* Short exercise *
Continue the hiking trail guide below, beginning immediately after its final sentence.

* Extracted text *

>> start

Round-trip distance: 9 miles (14.5 km)
Total elevation gain: 4,000 feet (1,219 m)
High point: 5,989 feet (1,825 m)
Directions: Drive east on US 2 for 85 miles (137 km) to Coles Corner, which is about 15 miles (24 km) before Leavenworth. Turn left/north onto State Route 207 toward Lake Wenatchee. After about 4 miles (6.4km), veer left onto North Shore Road, then turn right onto a service road just before the Lake Wenatchee Ranger Station. The trailhead is just up the road, behind the Ranger Station. A Northwest Forest Pass is required.
If you’re looking to shed some winter weight and/or train for summer climbs, Dirtyface is your mountain. With its whopping 4,000 feet (1,219 m) of gain over 4.5 miles (7.25 km), this hike will give even seasoned hikers a challenge. After ascending a dizzying number of switchbacks up the mountain’s southern slopes, you’ll reach the former fire lookout site. Being careful not to step on any rusty nails, spin around and drink in the incredible views in every direction, highlighted by Glacier Peak to the north and beautiful Lake Wenatchee directly below.

Mount Seymour: Vancouver’s alpine escape

Round-trip distance: 5.5 miles (9 km)
Total elevation gain: 1,476 feet (450 m)
High point: 4,753 feet (1,449 m)
Directions: Take the Trans-Canada Highway (BC-1) to exit 22B toward Mount Seymour Parkway. Merge onto Fern Street, then a right onto Mt. Seymour Parkway W. After 2.7 miles (4.34 km), turn left onto Mt. Seymour Road. In 8.3 miles (13.35 km), park in the resort parking lot on the right. The trail starts in the far corner of the parking lot, adjacent to the chair lift.

>> end

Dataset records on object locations
>> start

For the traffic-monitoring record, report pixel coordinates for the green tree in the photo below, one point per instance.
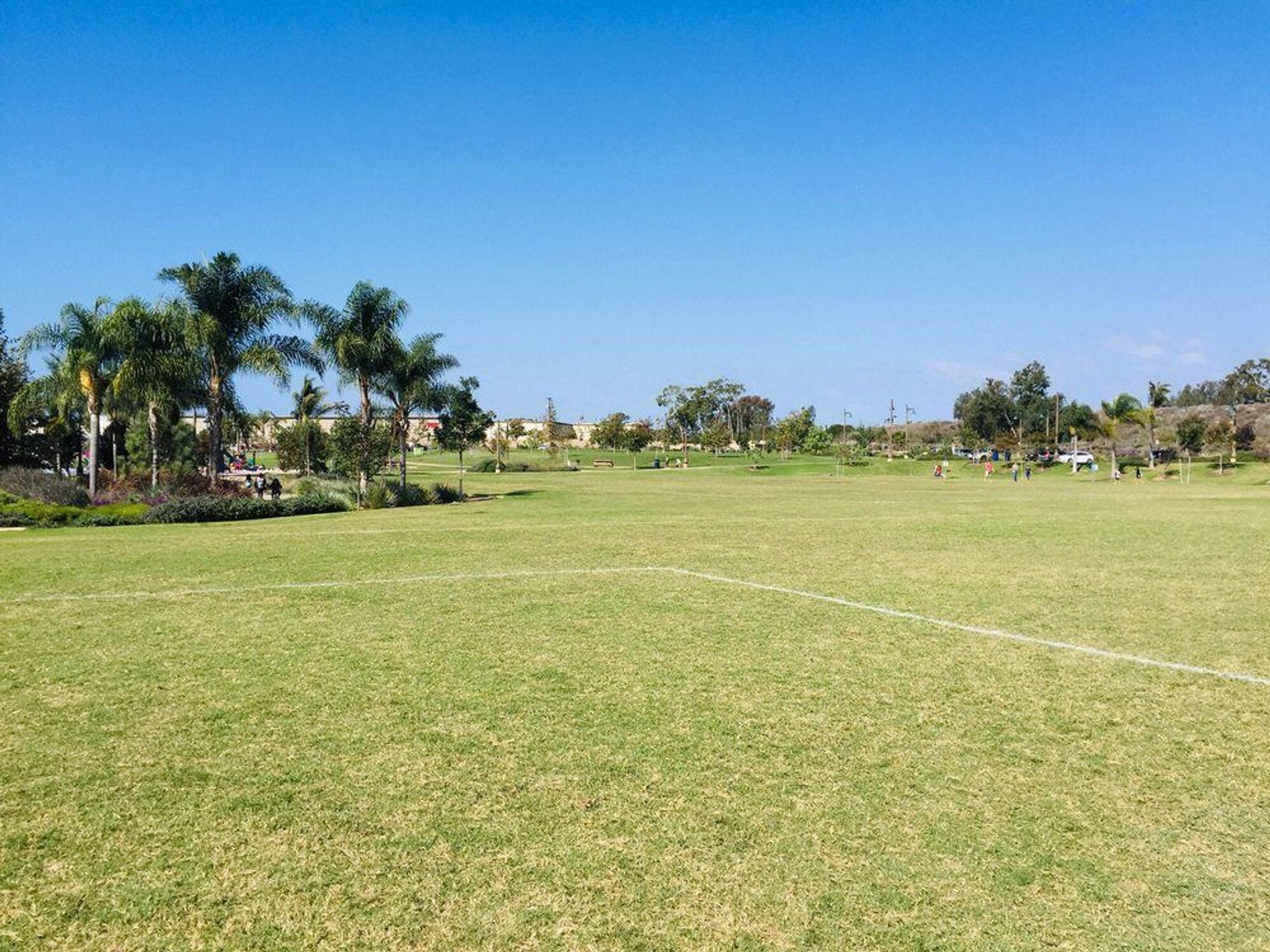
(412, 384)
(1248, 384)
(1029, 391)
(1157, 397)
(233, 311)
(178, 447)
(303, 446)
(793, 430)
(1078, 419)
(360, 340)
(357, 448)
(308, 404)
(1124, 409)
(463, 421)
(987, 412)
(156, 371)
(1191, 434)
(86, 356)
(753, 418)
(610, 432)
(639, 434)
(716, 437)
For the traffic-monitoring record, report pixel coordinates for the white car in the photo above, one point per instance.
(1081, 457)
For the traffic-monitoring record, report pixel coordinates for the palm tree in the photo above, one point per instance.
(233, 310)
(1157, 397)
(88, 357)
(56, 399)
(1124, 409)
(310, 402)
(361, 340)
(156, 369)
(412, 384)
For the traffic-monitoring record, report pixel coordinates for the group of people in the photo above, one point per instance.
(259, 485)
(943, 470)
(238, 462)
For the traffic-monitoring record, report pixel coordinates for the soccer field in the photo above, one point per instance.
(706, 708)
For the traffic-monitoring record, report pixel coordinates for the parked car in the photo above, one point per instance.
(1081, 457)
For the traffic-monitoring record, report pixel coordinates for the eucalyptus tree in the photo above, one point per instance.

>> end

* Result below *
Mount Seymour gives hikers an easily-earned glimpse into the alpine wonderland that is the B.C. Coast Range. In just a few minutes of moderate hiking, you’ll come to a clearing with views of Vancouver. Not long after, you’ll reach fantastic views devoid of cities and towns, with the jagged, snow-capped Coast Mountains providing an impressive backdrop. In the spring, the snowy trail is usually packed down by hikers and snowshoers. Bring snowshoes if there has been recent snowfall. Many hikers slide down the trail on the return trip, either glissading in hiking boots or using plastic bags as makeshift sleds.

Mount Si: The “old” way

Round-trip distance: 7–8 miles (11–13 km), depending on which way you go up the Boulder Garden Loop Trail
Total elevation gain: 3,500 feet (1,067 m)
High point: 3,980 feet (1,213 m)
Directions: Drive east on I-90. Take Exit 32, take a left onto 436th Avenue SE, take a left onto E. North Bend Way, and then take a right onto Mount Si Road. In about half a mile (.8 km), park in one of the two “Little Si” lots on the left (the second one is a few hundred yards closer to the trailhead). A Discover Pass is required.
Mount Si is a very popular mountain to hike year-round, but very few hikers take the Old Si Trail (aka Old Big Si Trail). Compared to the standard route, the Old Si Trail offers a much better experience with fewer hikers, more elevation gain and closer parking. For a short distance in the beginning of this hike you’ll be on the Little Si Trail, and just before the top you’ll link up with the standard Mount Si Trail, but its long middle section receives very little traffic (refer to the Green Trails Map 206S for your two route options on the Boulder Garden Loop Trail). And while many people just think of Si as a training peak, the summit view of Seattle, Rainier and the Olympics never gets old.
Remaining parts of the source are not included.